■ **INSTRUCTIONS TO FOLLOW**
Count the lines below that contain the word "cloud" and reply with only that number.

Extracted data entries:
"""

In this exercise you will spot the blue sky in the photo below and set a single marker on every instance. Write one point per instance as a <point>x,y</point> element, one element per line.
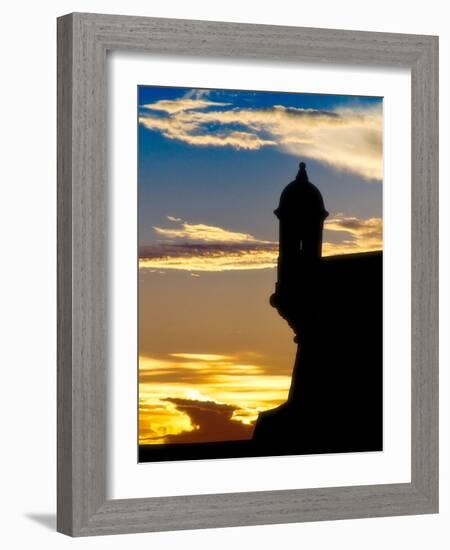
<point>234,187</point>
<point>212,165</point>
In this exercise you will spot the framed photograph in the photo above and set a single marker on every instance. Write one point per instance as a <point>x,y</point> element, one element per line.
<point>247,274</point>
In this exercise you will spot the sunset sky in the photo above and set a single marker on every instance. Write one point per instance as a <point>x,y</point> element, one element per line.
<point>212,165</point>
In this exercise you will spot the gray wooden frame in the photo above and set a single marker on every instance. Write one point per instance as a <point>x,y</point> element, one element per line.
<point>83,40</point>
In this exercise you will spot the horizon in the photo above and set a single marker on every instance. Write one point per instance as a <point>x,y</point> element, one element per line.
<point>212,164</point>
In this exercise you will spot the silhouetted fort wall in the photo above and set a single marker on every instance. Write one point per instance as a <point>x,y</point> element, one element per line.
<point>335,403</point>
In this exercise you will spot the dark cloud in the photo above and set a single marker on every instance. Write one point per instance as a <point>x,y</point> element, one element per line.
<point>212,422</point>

"""
"""

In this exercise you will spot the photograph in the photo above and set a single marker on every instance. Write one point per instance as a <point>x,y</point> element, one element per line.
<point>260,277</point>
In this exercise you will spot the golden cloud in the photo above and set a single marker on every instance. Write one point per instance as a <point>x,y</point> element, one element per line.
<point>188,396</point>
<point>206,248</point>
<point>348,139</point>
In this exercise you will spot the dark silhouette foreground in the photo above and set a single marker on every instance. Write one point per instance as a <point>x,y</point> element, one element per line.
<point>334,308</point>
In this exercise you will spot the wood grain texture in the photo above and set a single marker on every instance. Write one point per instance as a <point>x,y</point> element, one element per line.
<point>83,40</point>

"""
"""

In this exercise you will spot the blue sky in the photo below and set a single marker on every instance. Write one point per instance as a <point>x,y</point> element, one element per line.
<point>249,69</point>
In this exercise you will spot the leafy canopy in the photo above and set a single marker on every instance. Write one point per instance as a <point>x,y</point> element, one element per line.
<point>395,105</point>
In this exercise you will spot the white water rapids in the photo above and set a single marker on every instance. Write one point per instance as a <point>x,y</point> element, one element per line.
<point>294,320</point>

"""

■ **THE RESULT**
2